Dataset excerpts on object pointing

* * * * * * * * *

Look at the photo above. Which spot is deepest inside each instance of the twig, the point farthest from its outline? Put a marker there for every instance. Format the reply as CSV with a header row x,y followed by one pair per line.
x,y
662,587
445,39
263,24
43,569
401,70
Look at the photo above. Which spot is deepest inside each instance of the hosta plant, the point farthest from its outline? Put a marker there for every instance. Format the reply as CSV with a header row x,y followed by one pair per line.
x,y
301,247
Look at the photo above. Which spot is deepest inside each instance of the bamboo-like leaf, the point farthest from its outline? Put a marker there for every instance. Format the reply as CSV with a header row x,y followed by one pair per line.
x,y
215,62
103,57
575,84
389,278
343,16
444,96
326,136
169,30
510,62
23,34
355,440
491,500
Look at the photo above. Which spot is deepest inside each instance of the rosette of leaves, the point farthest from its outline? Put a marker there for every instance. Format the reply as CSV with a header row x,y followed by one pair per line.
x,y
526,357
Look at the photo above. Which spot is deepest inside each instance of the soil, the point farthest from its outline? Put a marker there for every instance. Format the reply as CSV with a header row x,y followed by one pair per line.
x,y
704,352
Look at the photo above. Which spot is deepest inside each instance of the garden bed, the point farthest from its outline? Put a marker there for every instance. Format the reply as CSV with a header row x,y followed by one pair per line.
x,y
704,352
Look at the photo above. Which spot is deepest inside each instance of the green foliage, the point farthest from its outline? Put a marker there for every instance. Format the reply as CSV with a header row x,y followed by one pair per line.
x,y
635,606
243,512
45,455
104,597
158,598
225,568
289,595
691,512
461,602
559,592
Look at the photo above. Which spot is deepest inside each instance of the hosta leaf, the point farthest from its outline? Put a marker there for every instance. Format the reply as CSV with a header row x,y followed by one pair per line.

* * * * * * * * *

Reproduce the lines of the items above verbatim, beginning at the line that contains "the soil, the" and continuing through the end of the items.

The output >>
Look at the photo above. Which spot is deepest inside each instance of the soil, the point farthest from its outline? Put a marker there for every instance. Format the reply as CSV with a header row x,y followed by one pair per line.
x,y
704,352
Look at the photo above. Which spot is deepest inside each instance of the garden bed, the point farthest from its outline? Put a marker there for every instance. Format the reply as CSV with a header row x,y followed by one pair per line.
x,y
704,352
Look at the photo above. Which spot is deepest inside each instance of the green foliage, the point farthest from its outline? Put a marker there for every instance. Format the reply as CSV with a header row x,y followed by one pair per line.
x,y
635,606
243,512
45,455
104,597
158,598
225,568
289,595
691,512
461,602
559,592
Look at the photo above. Which spot is deepest inside each instance of the hosta leaf, the point farthest from its outline? Put a marker there for every instance. Format the reply as CSV with a header row x,y followed by one pair per line.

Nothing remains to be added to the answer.